-- Task directions --
Give every entry again, unchanged, and leave its images out.

----- Entries supplied

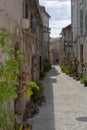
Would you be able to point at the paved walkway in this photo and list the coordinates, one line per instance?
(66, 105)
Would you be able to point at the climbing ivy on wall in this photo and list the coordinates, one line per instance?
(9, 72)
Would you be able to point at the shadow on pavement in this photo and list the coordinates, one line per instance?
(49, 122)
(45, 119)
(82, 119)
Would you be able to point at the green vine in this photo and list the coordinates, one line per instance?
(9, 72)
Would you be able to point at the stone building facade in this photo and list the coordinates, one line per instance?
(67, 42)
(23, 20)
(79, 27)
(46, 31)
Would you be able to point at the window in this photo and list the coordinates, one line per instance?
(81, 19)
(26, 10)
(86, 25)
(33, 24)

----------

-- Solution for this task --
Would you be able to point at the paved walkway in this photo and list the coordinates, one line per instance?
(66, 105)
Would you be able to point at the climbing ivy on wall in this photo and list the coordinates, one line per instance?
(9, 72)
Would you be able to point at the shadow on pavement in this photo and list the coordinates, one line per instance?
(49, 122)
(45, 119)
(82, 119)
Would you be able to point at the green vine in this photo and list the coordinates, one line per instance?
(9, 72)
Would you be able to point at the stone building facade in this photo and list the coordinates, one line per instance?
(67, 42)
(23, 20)
(79, 27)
(46, 31)
Would you be able to point at the window in this photo and list the coordinates, one line per instance?
(81, 19)
(26, 10)
(86, 25)
(33, 24)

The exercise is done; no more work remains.